● **DOCUMENT EXCERPT**:

[Start of section]

Even in the face of vast fields of flowers, local bumblebees may face the sting of competition when people bring their honeybees to the floral feast.
When beekeepers truck their hives to a mass-blossoming event in upland Ireland to forage for nectar, local wild bees end up smaller than usual and focus on foraging for their young, researchers report December 10 in Proceedings of the Royal Society B: Biological Sciences. This could mean they’ve been bumped over by the human-raised bees, potentially stressing an important pollinator.
The late-summer bloom of heather in the Wicklow Mountains of Ireland coats the range in lovely purple flowers. Beekeepers traditionally move hives to the heathlands for the event. Like buses full of tourists in Times Square, the farmers’ honeybees (Apis mellifera) descend on the local nectar supplies.
The local wild bumblebees tend to live in smaller, more seasonal colonies than honeybees, which live year-round. During the heather bloom, bumbling workers gather nectar to feed themselves and pollen to feed their young, a few of which will grow into queens that will overwinter, while the rest of the colony dies. The heather is key to this strategy. “So suddenly, having lots of competitors arriving on the back of a lorry is not ideal,” says Dave Goulson, an entomologist at the University of Sussex in England who was not involved in the study.
Dara Stanley, an ecologist at University College Dublin, and her colleagues wondered how the temporary bee boom might affect local bumblebees. They strode through fields of blooming heather, gently catching and measuring members of six species of local bumblebees (such as the white-tailed bumblebee, Bombus lucorum, and the small heath bumblebee, Bombus jonellus) and the honeybees from nearby hives.
The honeybee crowds did not affect the number of bumblebees nearby. But bumblebees the scientists measured in honeybee-heavy areas were smaller than those elsewhere. Larger bumblebees could be going to areas with fewer honeybees for better nectar opportunities, leaving small bees to forage in crowded areas, Stanley says. Or the bumblebee colonies could be having trouble taking in enough food, sending out more workers to forage — resulting in smaller bumblebees doing the grocery run.
The scientists also followed local bees to observe their behavior and saw that smaller bumblebees were more likely to be foraging for pollen rather than nectar. Pollen is nutrition for bee young, Stanley says, so “when a colony is under stress, it might prioritize reproduction or pollen collection for larva.”
It’s a subtle change in behavior, but the information could help guide beekeepers toward more ecological hive placement, Goulson says. While moving bees to flowers might be fine in more agricultural areas, findings like this and others suggest that honeybees shouldn’t be buzzing around nature reserves in the heathlands. “We do know that wild pollinators have been in decline for quite some time,” he says. “Anything that contributes to their woes is something we should pay attention to.”

[End of section]

● **REQUIRED ACTION 1**: In the bumblebee article, why might smaller bumblebees in areas crowded with honeybees be more likely to gather pollen than nectar? Answer in one to three sentences.
● **REQUIRED ACTION 2**:
Answer these questions about the bumblebee article.
(a) Where do beekeepers bring their hives for the late-summer heather bloom?
(b) How many species of local bumblebees did the researchers catch and measure?
(c) Did the crowds of honeybees change the number of bumblebees nearby?
The entries after this bumblebee article are separate material.

● **SOURCE MATERIAL**:
[Start of section]

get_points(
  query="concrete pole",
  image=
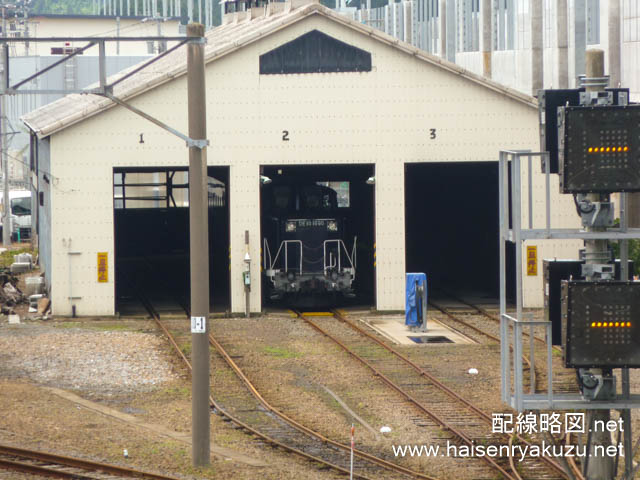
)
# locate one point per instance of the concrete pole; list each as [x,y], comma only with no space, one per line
[600,466]
[198,249]
[615,74]
[537,52]
[6,219]
[563,44]
[443,28]
[580,43]
[451,30]
[487,44]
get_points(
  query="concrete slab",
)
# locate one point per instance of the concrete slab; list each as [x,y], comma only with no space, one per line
[393,328]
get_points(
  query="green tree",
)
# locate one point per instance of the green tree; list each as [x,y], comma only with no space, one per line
[634,249]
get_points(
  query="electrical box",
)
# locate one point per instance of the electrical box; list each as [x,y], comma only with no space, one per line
[599,149]
[601,324]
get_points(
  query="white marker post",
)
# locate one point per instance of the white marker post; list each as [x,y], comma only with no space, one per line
[353,429]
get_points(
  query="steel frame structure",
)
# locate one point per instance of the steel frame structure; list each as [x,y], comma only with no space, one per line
[513,327]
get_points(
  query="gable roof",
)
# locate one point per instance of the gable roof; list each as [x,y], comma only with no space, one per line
[221,41]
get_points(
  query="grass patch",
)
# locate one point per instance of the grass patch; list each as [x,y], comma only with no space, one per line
[281,352]
[107,327]
[6,258]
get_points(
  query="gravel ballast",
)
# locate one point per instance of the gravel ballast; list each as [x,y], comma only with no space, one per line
[111,361]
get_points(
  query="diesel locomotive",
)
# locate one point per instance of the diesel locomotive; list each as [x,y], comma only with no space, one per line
[305,252]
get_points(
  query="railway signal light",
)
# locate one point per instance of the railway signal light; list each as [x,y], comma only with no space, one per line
[601,324]
[599,149]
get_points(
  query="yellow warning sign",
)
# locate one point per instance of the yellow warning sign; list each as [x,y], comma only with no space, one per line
[103,267]
[532,261]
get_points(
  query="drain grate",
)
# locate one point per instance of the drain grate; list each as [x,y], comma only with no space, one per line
[434,339]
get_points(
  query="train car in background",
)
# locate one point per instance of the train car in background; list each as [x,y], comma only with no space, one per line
[307,254]
[20,201]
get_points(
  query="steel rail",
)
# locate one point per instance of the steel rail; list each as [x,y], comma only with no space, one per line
[494,318]
[443,423]
[371,458]
[40,471]
[75,463]
[438,383]
[480,331]
[308,431]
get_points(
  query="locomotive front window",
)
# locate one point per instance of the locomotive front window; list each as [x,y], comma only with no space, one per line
[282,195]
[315,197]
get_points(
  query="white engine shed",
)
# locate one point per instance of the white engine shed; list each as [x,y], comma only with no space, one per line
[428,130]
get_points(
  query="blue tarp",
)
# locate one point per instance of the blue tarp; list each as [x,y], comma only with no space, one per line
[413,309]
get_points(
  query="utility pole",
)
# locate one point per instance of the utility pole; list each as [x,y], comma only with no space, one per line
[563,44]
[6,218]
[600,467]
[198,248]
[487,44]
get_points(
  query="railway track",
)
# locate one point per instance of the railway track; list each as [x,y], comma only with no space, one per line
[474,322]
[465,423]
[495,318]
[239,402]
[31,462]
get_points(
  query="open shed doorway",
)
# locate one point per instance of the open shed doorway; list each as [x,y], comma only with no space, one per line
[452,228]
[151,226]
[354,198]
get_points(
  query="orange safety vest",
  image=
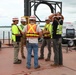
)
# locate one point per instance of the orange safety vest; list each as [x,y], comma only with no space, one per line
[31,31]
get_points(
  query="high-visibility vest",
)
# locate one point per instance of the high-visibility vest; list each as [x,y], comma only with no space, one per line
[14,31]
[48,28]
[59,29]
[31,31]
[21,27]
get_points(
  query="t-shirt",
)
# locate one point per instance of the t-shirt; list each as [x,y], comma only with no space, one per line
[32,40]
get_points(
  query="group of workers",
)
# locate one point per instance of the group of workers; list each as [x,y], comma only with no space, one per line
[29,34]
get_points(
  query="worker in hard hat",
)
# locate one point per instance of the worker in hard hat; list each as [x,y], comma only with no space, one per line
[57,39]
[23,38]
[47,32]
[16,40]
[32,31]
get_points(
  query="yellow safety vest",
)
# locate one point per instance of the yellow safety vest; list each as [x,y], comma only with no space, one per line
[31,31]
[59,29]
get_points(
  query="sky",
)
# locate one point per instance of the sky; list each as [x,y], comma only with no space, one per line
[15,8]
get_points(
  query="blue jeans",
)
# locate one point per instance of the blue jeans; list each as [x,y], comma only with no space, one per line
[30,47]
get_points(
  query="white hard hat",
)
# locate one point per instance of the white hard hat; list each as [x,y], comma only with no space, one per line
[47,18]
[32,18]
[15,18]
[23,19]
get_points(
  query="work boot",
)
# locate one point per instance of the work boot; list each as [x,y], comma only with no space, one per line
[41,58]
[47,59]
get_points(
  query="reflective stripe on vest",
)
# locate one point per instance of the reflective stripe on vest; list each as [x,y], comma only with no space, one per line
[31,31]
[59,29]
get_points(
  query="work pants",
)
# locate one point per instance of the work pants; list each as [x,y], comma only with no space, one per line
[57,47]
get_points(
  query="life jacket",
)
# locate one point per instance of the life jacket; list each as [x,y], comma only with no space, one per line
[59,29]
[31,31]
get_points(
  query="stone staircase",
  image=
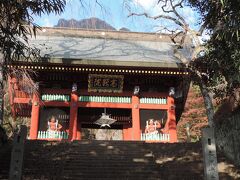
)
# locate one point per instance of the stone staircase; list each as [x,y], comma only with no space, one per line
[112,160]
[115,160]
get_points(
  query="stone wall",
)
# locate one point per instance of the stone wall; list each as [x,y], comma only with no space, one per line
[227,133]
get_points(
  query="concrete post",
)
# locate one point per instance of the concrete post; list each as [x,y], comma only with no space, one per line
[209,154]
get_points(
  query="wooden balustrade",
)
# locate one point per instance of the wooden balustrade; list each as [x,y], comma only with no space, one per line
[155,137]
[52,135]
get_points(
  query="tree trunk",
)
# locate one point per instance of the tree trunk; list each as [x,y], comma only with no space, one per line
[208,103]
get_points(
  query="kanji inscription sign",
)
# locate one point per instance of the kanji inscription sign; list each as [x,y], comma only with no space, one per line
[105,83]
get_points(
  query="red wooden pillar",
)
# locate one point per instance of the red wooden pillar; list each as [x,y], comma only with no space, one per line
[78,131]
[135,130]
[127,136]
[171,122]
[73,116]
[35,117]
[10,91]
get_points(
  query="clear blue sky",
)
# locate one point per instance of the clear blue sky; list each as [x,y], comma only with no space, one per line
[115,13]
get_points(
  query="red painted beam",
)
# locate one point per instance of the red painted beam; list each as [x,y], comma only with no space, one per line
[22,100]
[55,103]
[56,91]
[103,104]
[153,106]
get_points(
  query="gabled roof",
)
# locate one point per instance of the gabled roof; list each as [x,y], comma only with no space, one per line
[101,47]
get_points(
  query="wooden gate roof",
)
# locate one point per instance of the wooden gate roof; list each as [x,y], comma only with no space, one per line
[101,47]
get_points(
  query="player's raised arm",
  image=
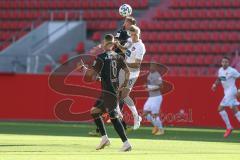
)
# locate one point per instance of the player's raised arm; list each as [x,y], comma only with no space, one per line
[127,73]
[215,84]
[122,48]
[91,74]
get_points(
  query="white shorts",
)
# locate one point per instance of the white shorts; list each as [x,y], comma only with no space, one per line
[230,99]
[153,104]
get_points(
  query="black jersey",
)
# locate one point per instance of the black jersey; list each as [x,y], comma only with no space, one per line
[108,65]
[122,35]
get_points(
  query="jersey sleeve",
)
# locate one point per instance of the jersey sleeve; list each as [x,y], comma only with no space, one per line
[98,65]
[140,52]
[235,73]
[122,63]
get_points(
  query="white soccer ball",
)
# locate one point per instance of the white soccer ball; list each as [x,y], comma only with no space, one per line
[125,10]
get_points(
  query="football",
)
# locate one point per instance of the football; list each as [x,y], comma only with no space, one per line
[125,10]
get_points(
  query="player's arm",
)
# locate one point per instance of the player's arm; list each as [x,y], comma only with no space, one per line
[138,59]
[122,48]
[91,74]
[127,73]
[215,84]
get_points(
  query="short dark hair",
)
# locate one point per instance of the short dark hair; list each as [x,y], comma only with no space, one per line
[226,57]
[109,37]
[131,20]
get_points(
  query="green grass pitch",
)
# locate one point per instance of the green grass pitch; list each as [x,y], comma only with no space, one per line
[69,141]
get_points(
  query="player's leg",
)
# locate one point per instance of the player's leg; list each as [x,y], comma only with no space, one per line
[121,104]
[148,114]
[226,120]
[129,102]
[115,119]
[155,108]
[235,109]
[236,112]
[96,113]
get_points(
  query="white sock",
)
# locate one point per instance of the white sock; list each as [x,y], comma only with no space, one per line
[126,142]
[225,119]
[134,111]
[238,116]
[104,137]
[157,122]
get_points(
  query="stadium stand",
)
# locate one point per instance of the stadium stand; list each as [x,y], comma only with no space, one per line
[189,36]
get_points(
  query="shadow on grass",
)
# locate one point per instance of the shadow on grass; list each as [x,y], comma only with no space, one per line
[81,130]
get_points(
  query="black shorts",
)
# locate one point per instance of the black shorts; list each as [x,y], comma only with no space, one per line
[106,103]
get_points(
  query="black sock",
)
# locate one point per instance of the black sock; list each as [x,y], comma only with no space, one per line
[119,128]
[124,124]
[100,125]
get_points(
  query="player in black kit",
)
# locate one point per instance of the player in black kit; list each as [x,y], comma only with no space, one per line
[122,36]
[107,65]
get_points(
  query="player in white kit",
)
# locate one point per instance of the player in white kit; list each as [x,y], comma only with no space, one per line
[227,76]
[134,51]
[153,104]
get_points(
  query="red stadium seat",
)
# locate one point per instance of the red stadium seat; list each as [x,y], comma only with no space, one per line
[48,68]
[80,47]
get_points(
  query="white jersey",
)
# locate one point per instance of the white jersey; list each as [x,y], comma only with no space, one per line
[228,79]
[134,51]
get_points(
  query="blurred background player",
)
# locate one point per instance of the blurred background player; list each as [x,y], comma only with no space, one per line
[227,76]
[134,51]
[153,104]
[107,65]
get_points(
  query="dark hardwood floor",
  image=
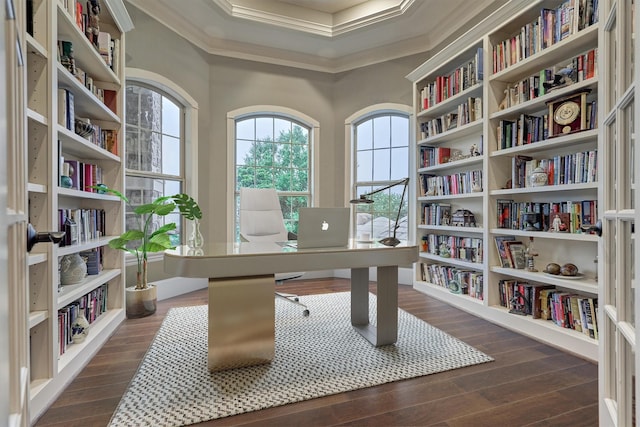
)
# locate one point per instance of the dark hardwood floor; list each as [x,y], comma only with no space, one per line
[528,384]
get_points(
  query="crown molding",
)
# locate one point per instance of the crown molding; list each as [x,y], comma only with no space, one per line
[312,21]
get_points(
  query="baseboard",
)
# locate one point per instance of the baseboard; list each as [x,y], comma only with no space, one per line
[175,286]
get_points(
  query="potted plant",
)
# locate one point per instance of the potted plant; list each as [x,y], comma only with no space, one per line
[141,299]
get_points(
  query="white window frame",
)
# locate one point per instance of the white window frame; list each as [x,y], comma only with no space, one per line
[269,110]
[190,106]
[349,148]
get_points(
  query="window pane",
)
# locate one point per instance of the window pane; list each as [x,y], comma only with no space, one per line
[245,129]
[170,118]
[399,164]
[381,165]
[381,132]
[399,131]
[275,156]
[171,156]
[244,153]
[264,129]
[364,166]
[282,130]
[364,135]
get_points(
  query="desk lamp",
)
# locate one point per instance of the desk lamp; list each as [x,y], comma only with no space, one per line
[364,199]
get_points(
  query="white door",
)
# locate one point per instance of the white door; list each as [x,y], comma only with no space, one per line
[616,207]
[14,357]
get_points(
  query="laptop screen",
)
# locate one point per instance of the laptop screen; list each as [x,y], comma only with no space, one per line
[323,227]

[End of section]

● **WRITTEN RESPONSE 1**: Pollen is food for bee young. When a colony is under stress, it might put reproduction, or gathering pollen for its larvae, first.

● **WRITTEN RESPONSE 2**:
(a) To the heathlands of the Wicklow Mountains in Ireland.
(b) Six.
(c) No, they did not.